__Aim__:
Switch each "Target" in these records to "Query" and write the records out again with everything else left unchanged.

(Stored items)
■ ■ ■ ■

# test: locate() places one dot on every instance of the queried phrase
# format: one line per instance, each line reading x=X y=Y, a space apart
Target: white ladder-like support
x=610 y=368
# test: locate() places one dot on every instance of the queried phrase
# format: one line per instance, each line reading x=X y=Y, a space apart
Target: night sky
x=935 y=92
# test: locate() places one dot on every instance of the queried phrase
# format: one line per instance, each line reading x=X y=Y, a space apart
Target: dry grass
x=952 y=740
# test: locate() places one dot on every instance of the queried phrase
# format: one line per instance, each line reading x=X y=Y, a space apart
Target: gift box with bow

■ ■ ■ ■

__Solution to this problem__:
# test: locate() places one dot on every instance of the queried phrase
# format: one line per instance, each line reading x=X y=Y, a space apart
Query: white ladder-like support
x=610 y=368
# test: locate() places one dot on every instance of the queried phrase
# format: one line per instance, each line reading x=X y=Y, a space apart
Query: night sky
x=935 y=92
# test: locate() places one dot on every instance of the queried phrase
# format: one line per instance, each line reading x=X y=Y, a space apart
Query: dry grass
x=952 y=740
# test: locate() places one dot on every instance of the queried phrase
# format: one line per instance, each line reading x=X y=Y, a space apart
Query: gift box with bow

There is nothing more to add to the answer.